Start of DOCUMENT EXTRACT

# Which regulated device would you choose?



## Snape of Vape (27/2/15)

There are many posts with regards to what to buy next, but this one is mine 

So I have been wanting to get myself a nice regulated device again as I sold my Sigelei 100w and got a Reo.

I'm looking for some good battery power, small size and perhaps temp control (not really convinced whether I want it, but I guess future proofing if I want to try it?). The Sigelei 100w was just too big for my liking.

These are the devices I'm looking at.
- Istick 50w (huge built in battery, so it's a plus. Can't replace battery)
- Cloupor mini 30w (apparently small in size, can use my 18650 batteries)
- IPV mini? 
- DNA40 (temp control and also replaceable battery)


With the Sigelei I never really took it over 20w even so going big would be a waste for me. I'm planning on getting the Subtank Mini for this device and also have an aqua and kayfun etc still at home that I will use every now and then.

For me having the replaceable battery part is a fairly big deal as I can use the same batteries in the Reo and this devices when I go somewhere and charge them with the same charger. Istick is very tempting with that size battery though.

End of DOCUMENT EXTRACT
Start of DATA SECTION

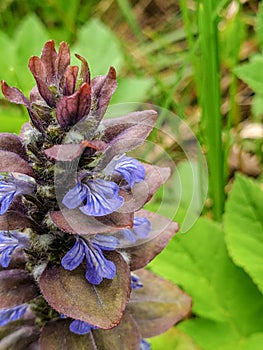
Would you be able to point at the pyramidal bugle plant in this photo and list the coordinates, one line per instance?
(74, 237)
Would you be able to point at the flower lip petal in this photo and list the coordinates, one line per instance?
(130, 169)
(102, 198)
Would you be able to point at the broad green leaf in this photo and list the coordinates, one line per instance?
(228, 305)
(69, 293)
(173, 339)
(29, 40)
(252, 73)
(12, 118)
(99, 46)
(244, 227)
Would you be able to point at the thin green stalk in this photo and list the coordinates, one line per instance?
(128, 14)
(211, 102)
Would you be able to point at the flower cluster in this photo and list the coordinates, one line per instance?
(74, 235)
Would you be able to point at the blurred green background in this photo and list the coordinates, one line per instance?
(202, 61)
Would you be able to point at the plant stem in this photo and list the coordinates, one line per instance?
(211, 102)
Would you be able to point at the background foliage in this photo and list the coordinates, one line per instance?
(209, 72)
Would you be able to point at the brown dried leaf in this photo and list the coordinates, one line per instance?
(16, 287)
(69, 293)
(158, 305)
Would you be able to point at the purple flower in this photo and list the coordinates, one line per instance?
(136, 282)
(130, 169)
(9, 241)
(141, 229)
(144, 345)
(91, 249)
(11, 186)
(100, 197)
(81, 327)
(12, 314)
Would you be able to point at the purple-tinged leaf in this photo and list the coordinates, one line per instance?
(21, 338)
(71, 109)
(62, 60)
(12, 143)
(69, 80)
(48, 57)
(126, 336)
(75, 222)
(84, 72)
(102, 91)
(158, 305)
(56, 335)
(69, 293)
(143, 191)
(162, 231)
(14, 95)
(16, 287)
(12, 162)
(37, 68)
(128, 132)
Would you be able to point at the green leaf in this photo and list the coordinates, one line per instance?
(11, 118)
(173, 339)
(132, 90)
(28, 41)
(69, 293)
(99, 46)
(244, 227)
(228, 306)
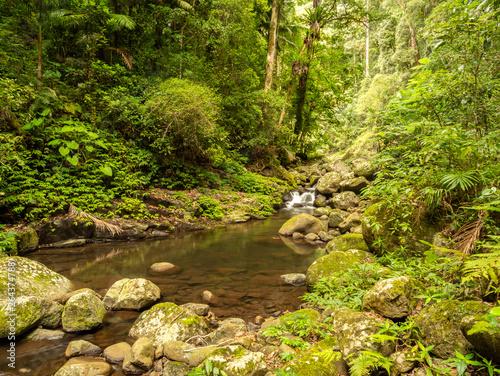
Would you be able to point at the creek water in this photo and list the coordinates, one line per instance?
(241, 265)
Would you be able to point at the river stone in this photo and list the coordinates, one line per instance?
(329, 183)
(83, 311)
(237, 361)
(82, 348)
(344, 200)
(304, 223)
(295, 279)
(133, 294)
(345, 242)
(27, 241)
(354, 220)
(116, 353)
(168, 322)
(308, 362)
(390, 297)
(335, 261)
(29, 312)
(336, 217)
(32, 279)
(85, 367)
(354, 330)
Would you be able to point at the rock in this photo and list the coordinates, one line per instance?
(334, 262)
(345, 242)
(44, 335)
(82, 348)
(295, 279)
(29, 312)
(85, 367)
(319, 212)
(197, 308)
(344, 200)
(390, 298)
(168, 322)
(304, 223)
(116, 353)
(32, 279)
(329, 183)
(308, 363)
(354, 330)
(27, 241)
(83, 311)
(237, 361)
(132, 294)
(355, 185)
(336, 217)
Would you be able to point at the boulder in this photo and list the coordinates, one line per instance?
(336, 217)
(168, 322)
(304, 223)
(85, 367)
(334, 262)
(312, 361)
(237, 361)
(82, 348)
(345, 200)
(83, 311)
(329, 183)
(390, 298)
(345, 242)
(117, 352)
(32, 279)
(354, 330)
(133, 294)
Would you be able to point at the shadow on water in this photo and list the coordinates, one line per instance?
(240, 265)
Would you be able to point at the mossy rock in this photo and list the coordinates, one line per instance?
(323, 359)
(168, 322)
(32, 279)
(334, 262)
(380, 237)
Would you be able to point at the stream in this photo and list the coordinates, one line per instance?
(241, 265)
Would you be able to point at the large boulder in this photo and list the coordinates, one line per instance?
(322, 359)
(134, 294)
(354, 330)
(31, 279)
(345, 242)
(329, 183)
(390, 298)
(237, 361)
(334, 262)
(304, 223)
(168, 322)
(83, 311)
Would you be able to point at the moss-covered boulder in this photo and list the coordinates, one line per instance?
(354, 330)
(168, 322)
(440, 325)
(381, 237)
(85, 367)
(329, 183)
(335, 261)
(134, 294)
(345, 200)
(237, 361)
(82, 312)
(303, 223)
(345, 242)
(31, 279)
(390, 298)
(323, 359)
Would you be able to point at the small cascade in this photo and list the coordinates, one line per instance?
(303, 198)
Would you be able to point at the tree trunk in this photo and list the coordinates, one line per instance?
(272, 44)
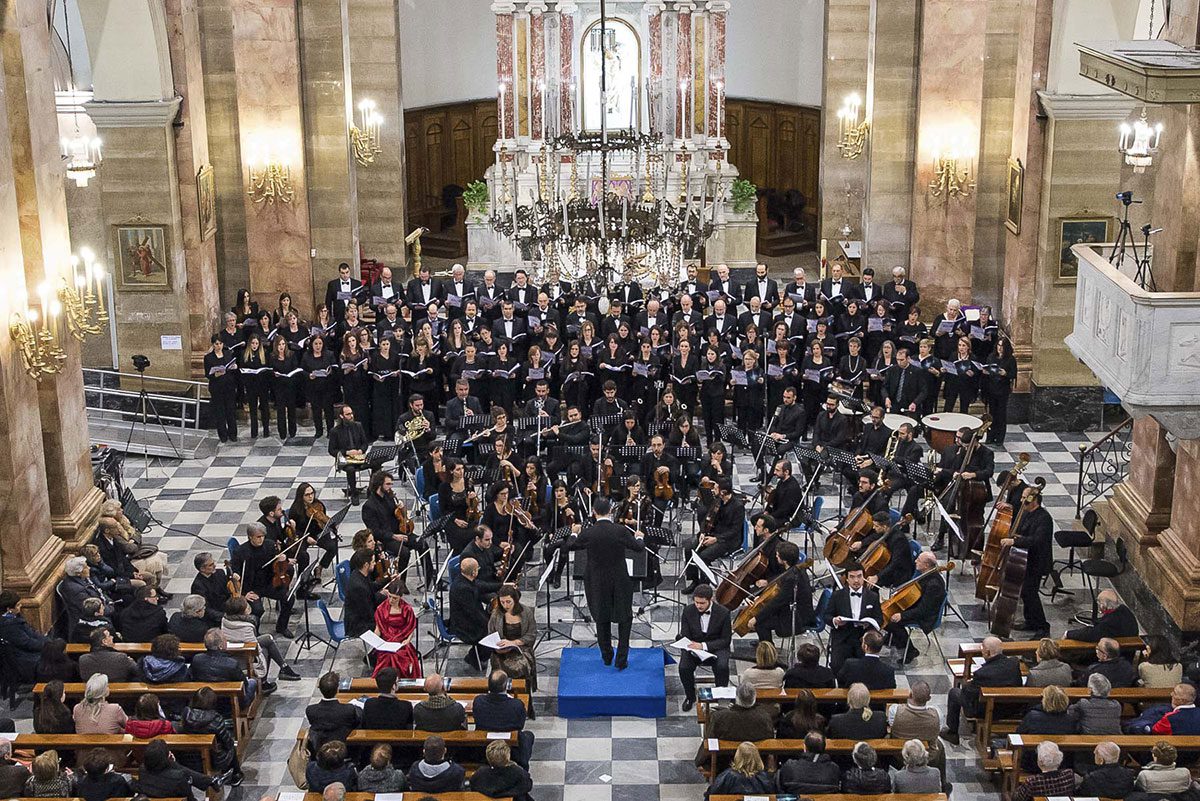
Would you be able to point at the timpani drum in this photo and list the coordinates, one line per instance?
(941, 428)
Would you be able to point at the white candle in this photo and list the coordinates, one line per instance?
(502, 109)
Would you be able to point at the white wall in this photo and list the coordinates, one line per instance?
(773, 50)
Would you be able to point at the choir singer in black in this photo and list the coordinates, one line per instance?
(607, 583)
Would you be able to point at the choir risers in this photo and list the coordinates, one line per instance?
(1143, 345)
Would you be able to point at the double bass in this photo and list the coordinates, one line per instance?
(1001, 524)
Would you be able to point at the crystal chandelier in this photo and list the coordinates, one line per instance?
(619, 224)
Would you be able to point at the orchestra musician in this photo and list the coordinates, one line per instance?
(708, 626)
(255, 561)
(721, 531)
(785, 498)
(607, 583)
(1035, 534)
(922, 614)
(791, 609)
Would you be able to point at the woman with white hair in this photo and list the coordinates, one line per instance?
(1097, 714)
(917, 776)
(95, 714)
(1053, 780)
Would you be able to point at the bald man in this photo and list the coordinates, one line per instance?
(1115, 620)
(922, 614)
(997, 670)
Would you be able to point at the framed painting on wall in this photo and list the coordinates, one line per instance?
(207, 202)
(1015, 194)
(1079, 230)
(142, 257)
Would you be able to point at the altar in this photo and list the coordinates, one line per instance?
(663, 66)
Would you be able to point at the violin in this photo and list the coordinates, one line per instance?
(663, 488)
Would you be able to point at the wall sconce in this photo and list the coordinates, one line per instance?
(1139, 143)
(270, 174)
(851, 132)
(83, 299)
(953, 152)
(365, 136)
(36, 333)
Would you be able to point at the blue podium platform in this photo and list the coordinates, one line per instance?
(587, 687)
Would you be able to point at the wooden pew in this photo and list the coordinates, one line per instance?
(991, 697)
(457, 687)
(1027, 649)
(880, 698)
(133, 690)
(201, 744)
(247, 651)
(772, 750)
(1086, 742)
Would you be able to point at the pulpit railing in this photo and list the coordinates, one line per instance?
(1103, 465)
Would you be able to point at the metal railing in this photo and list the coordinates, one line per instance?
(1103, 465)
(118, 396)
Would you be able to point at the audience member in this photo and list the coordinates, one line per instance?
(745, 776)
(433, 772)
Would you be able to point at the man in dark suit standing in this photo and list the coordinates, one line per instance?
(904, 389)
(1035, 534)
(421, 291)
(340, 290)
(924, 613)
(852, 603)
(708, 626)
(607, 584)
(763, 288)
(363, 595)
(468, 619)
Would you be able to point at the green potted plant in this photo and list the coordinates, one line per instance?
(475, 197)
(744, 194)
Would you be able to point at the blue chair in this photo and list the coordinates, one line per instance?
(340, 576)
(335, 628)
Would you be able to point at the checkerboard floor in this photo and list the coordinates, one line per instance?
(594, 760)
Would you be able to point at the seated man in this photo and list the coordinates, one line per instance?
(498, 711)
(438, 712)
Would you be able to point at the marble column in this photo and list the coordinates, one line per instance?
(846, 58)
(30, 555)
(948, 118)
(46, 250)
(265, 48)
(329, 104)
(1015, 311)
(375, 70)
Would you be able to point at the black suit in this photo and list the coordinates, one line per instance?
(870, 670)
(717, 640)
(845, 640)
(609, 586)
(1116, 624)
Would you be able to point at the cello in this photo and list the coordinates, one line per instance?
(853, 528)
(1001, 524)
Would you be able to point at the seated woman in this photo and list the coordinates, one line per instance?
(331, 765)
(865, 777)
(148, 721)
(917, 775)
(48, 780)
(515, 625)
(502, 777)
(745, 776)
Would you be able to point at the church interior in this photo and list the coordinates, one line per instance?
(365, 363)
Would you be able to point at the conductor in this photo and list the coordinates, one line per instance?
(607, 585)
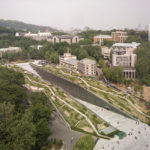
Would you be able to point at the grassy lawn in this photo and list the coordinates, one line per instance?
(113, 99)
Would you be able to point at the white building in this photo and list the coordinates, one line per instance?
(68, 60)
(87, 67)
(9, 50)
(37, 36)
(70, 39)
(149, 33)
(106, 52)
(123, 55)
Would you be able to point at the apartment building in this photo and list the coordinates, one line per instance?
(87, 67)
(123, 55)
(9, 50)
(68, 60)
(118, 36)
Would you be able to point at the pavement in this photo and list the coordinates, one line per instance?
(138, 133)
(60, 131)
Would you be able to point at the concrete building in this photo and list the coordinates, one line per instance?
(38, 36)
(100, 38)
(149, 33)
(48, 36)
(87, 67)
(68, 60)
(118, 36)
(70, 39)
(123, 55)
(9, 50)
(106, 52)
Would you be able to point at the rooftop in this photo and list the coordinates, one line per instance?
(72, 61)
(103, 36)
(9, 49)
(132, 45)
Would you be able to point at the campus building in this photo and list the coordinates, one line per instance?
(70, 39)
(87, 67)
(118, 36)
(100, 38)
(106, 52)
(68, 60)
(149, 33)
(9, 50)
(123, 55)
(35, 36)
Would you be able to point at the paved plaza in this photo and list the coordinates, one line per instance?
(138, 133)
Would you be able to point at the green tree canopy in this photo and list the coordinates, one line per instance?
(84, 143)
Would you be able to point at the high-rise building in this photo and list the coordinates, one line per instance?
(149, 33)
(87, 67)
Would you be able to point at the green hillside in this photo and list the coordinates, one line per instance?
(18, 25)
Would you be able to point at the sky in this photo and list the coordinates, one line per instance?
(71, 14)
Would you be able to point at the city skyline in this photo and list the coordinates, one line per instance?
(69, 14)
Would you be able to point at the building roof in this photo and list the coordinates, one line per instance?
(103, 36)
(66, 36)
(132, 45)
(71, 61)
(87, 61)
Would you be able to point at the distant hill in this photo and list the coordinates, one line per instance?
(18, 25)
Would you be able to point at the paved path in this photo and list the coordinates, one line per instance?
(130, 103)
(76, 110)
(60, 131)
(139, 140)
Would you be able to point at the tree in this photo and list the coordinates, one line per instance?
(142, 63)
(101, 63)
(84, 143)
(114, 74)
(82, 54)
(42, 133)
(16, 133)
(108, 43)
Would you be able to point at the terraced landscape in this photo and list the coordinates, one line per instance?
(76, 116)
(126, 103)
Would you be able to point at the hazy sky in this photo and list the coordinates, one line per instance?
(66, 14)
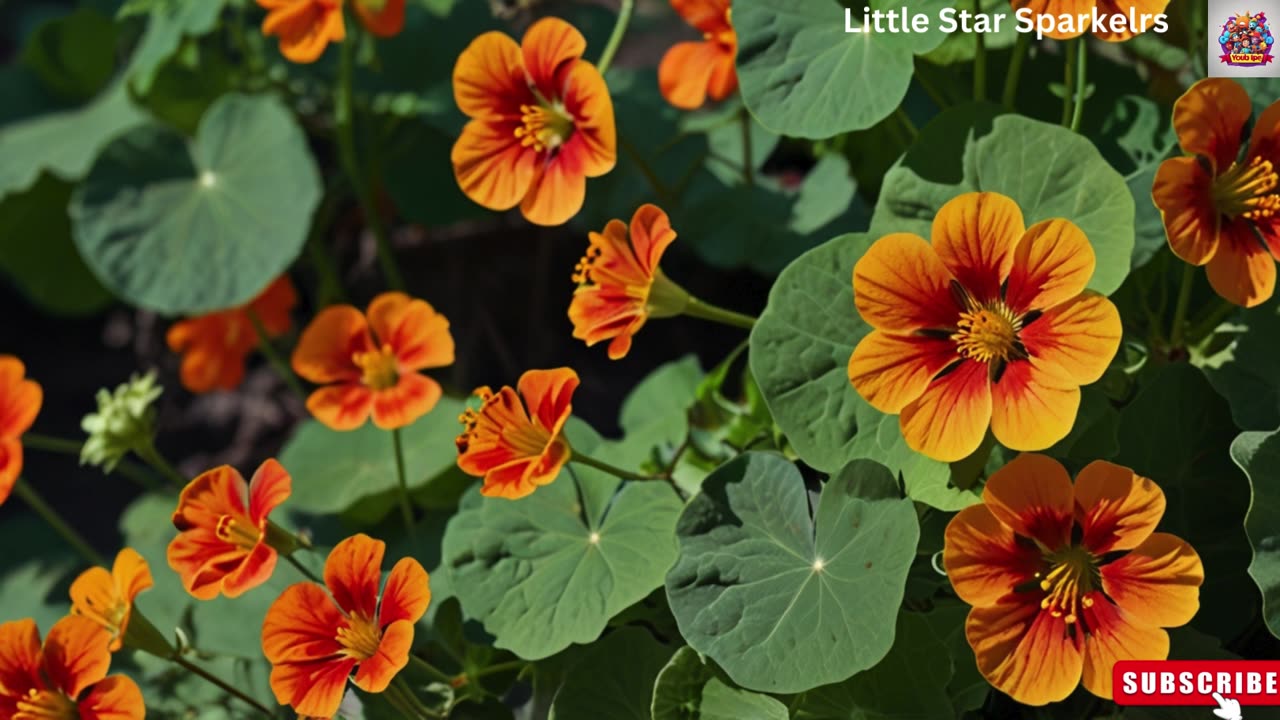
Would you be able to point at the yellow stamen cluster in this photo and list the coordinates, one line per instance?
(1247, 190)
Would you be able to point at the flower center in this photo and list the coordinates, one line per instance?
(545, 126)
(241, 534)
(379, 368)
(1247, 190)
(360, 638)
(1072, 575)
(987, 333)
(48, 705)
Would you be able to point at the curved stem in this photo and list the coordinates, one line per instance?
(620, 31)
(707, 311)
(222, 684)
(55, 522)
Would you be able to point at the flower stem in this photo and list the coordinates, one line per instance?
(620, 31)
(346, 127)
(1015, 69)
(707, 311)
(54, 520)
(406, 506)
(222, 684)
(273, 355)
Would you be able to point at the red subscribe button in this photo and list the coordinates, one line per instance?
(1196, 682)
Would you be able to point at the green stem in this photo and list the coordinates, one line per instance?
(406, 505)
(273, 355)
(1015, 69)
(620, 31)
(707, 311)
(344, 119)
(1184, 299)
(222, 684)
(54, 520)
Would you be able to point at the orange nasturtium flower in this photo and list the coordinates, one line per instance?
(620, 283)
(516, 442)
(369, 363)
(65, 678)
(224, 540)
(1219, 205)
(306, 27)
(691, 71)
(214, 346)
(315, 641)
(19, 404)
(988, 326)
(542, 122)
(106, 596)
(1065, 579)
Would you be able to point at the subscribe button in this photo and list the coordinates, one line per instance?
(1196, 682)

End of DATA SECTION

* PROBLEMS TO SOLVE:
1. Answer these questions from the regulated-device post:
(a) Which device did the writer sell?
(b) Which tank does the writer plan to get for the new device?
(c) Which listed device is described as having both temp control and a replaceable battery?
2. Decide whether each statement agrees with the regulated-device post:
(a) The writer often ran the Sigelei above 20w.
(b) The Cloupor mini 30w can take the writer's 18650 batteries.
(c) After selling the Sigelei, the writer got a Reo.
3. Reproduce the regulated-device post from "These are the" up to and including "also replaceable battery)".
The records are material separate from the regulated-device post.

* ANSWERS FOR EACH ITEM:
1.
(a) The Sigelei 100w.
(b) The Subtank Mini.
(c) The DNA40.

2.
(a) No: "With the Sigelei I never really took it over 20w"
(b) Yes: "can use my 18650 batteries"
(c) Yes: "I sold my Sigelei 100w and got a Reo."

3.
These are the devices I'm looking at.
- Istick 50w (huge built in battery, so it's a plus. Can't replace battery)
- Cloupor mini 30w (apparently small in size, can use my 18650 batteries)
- IPV mini? 
- DNA40 (temp control and also replaceable battery)